● Travail à faire:
Répondez aux questions suivantes d'après l'extrait de la décision reproduit ci-dessous :
(a) Quelle juridiction a rejeté la demande par le jugement du 11 octobre 2011 ?
(b) Quel numéro porte l'arrêt de la cour administrative d'appel de Nantes du 31 janvier 2013 ?
(c) Quelle somme est demandée à la charge de l'État, et au titre de quel article ?

● Extrait de page:
Vu la procédure suivante :
M. et Mme B... A...ont demandé au tribunal administratif d'Orléans la décharge des cotisations supplémentaires d'impôt sur le revenu et de contributions sociales auxquelles ils ont été assujettis au titre de l'année 2004. Par un jugement n° 0803905, 0901259 du 11 octobre 2011, le tribunal administratif d'Orléans a rejeté leur demande.
Par un arrêt n° 11NT03168 du 31 janvier 2013, la cour administrative d'appel de Nantes a rejeté l'appel formé par M. et Mme A... contre ce jugement.
Par un pourvoi sommaire, un mémoire complémentaire et un mémoire en réplique, enregistrés les 29 mars 2013, 28 juin 2013 et 27 septembre 2014 au secrétariat du contentieux du Conseil d'Etat, M. et Mme A... demandent au Conseil d'Etat :
1°) d'annuler cet arrêt ;
2°) réglant l'affaire au fond, de faire droit à leur appel ;
3°) de mettre à la charge de l'État la somme de 4 000 euros au titre de l'article L. 761-1 du code de justice administrative.

● Lignes:
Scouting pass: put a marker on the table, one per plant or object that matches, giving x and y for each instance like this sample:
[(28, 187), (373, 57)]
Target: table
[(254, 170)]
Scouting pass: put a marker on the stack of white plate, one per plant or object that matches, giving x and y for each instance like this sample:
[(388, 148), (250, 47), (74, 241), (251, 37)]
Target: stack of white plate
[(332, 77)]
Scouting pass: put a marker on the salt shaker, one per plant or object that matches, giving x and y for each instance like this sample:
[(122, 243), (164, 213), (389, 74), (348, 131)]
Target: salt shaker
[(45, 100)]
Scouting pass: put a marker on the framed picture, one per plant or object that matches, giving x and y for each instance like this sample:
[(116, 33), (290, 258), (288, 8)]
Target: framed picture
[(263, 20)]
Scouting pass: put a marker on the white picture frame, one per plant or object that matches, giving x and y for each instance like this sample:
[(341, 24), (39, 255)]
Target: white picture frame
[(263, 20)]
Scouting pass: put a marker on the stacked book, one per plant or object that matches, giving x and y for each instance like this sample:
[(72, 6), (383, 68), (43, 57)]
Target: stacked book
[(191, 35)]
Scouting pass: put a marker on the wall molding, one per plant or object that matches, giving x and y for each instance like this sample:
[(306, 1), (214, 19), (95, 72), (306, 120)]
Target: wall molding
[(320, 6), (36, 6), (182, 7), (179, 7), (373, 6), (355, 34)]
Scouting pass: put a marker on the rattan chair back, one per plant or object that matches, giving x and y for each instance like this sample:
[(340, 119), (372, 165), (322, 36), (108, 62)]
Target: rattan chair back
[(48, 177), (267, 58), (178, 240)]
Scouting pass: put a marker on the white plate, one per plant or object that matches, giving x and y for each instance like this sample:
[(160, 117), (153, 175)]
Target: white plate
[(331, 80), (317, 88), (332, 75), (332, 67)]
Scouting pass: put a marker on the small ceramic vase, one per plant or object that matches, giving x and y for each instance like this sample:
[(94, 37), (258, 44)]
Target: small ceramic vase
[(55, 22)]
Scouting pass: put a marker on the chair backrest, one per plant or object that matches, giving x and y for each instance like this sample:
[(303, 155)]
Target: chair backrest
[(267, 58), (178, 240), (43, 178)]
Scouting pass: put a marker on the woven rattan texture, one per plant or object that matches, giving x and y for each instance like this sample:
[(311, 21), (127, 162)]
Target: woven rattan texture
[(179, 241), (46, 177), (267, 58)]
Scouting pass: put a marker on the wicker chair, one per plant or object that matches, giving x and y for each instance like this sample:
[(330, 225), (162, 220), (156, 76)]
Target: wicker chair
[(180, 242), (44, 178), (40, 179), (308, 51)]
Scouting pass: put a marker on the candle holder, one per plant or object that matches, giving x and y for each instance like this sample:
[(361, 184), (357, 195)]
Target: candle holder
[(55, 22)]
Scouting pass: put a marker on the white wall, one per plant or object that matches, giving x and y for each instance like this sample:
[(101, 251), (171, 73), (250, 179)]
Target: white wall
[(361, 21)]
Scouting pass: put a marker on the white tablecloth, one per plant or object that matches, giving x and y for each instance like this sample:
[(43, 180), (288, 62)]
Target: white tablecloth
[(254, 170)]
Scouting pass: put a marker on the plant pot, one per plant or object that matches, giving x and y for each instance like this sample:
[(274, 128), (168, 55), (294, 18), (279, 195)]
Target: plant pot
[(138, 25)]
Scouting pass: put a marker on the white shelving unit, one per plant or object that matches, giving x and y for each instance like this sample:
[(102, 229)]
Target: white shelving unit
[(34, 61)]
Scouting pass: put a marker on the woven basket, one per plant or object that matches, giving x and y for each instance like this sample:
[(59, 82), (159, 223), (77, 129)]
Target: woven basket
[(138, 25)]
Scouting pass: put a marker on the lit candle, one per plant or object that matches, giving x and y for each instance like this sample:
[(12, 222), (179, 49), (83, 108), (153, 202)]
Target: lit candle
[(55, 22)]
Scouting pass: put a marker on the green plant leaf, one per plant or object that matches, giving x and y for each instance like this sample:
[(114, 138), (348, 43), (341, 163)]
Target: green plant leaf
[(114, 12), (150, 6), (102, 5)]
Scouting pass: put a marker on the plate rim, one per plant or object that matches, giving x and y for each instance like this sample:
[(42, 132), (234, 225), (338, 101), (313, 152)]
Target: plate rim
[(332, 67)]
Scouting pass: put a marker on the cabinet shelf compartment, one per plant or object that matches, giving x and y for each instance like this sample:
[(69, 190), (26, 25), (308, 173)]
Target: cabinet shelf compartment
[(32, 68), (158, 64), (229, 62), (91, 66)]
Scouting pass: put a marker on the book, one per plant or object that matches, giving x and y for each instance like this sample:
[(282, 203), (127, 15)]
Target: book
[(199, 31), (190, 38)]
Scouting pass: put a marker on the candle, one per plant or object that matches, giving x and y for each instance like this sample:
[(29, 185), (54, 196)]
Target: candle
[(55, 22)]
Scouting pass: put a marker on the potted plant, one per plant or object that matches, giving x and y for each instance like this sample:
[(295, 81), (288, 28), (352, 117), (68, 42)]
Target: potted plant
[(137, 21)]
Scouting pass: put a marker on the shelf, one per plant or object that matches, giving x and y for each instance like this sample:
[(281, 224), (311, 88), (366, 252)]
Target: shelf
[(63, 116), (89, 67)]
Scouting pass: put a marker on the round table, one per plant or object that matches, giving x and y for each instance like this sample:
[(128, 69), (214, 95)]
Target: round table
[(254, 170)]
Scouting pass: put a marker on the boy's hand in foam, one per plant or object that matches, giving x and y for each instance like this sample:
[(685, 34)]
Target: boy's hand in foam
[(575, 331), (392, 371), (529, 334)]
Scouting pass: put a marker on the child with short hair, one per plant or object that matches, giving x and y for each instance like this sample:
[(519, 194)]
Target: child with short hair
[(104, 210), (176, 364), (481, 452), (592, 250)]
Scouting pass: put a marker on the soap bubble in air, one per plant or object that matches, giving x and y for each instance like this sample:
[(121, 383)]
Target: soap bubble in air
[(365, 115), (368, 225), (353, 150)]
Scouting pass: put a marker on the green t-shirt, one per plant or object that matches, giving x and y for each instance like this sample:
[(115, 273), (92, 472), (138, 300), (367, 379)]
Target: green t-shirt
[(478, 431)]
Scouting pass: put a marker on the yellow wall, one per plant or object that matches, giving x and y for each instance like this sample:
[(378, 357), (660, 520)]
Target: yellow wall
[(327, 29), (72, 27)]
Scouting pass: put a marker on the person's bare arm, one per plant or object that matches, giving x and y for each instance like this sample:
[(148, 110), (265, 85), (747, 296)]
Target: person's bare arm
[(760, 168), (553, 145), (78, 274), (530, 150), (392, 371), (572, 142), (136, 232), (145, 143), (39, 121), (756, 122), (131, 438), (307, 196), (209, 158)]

● Réponse complète:
(a) Le tribunal administratif d'Orléans.
(b) Le n° 11NT03168.
(c) 4 000 euros, au titre de l'article L. 761-1 du code de justice administrative.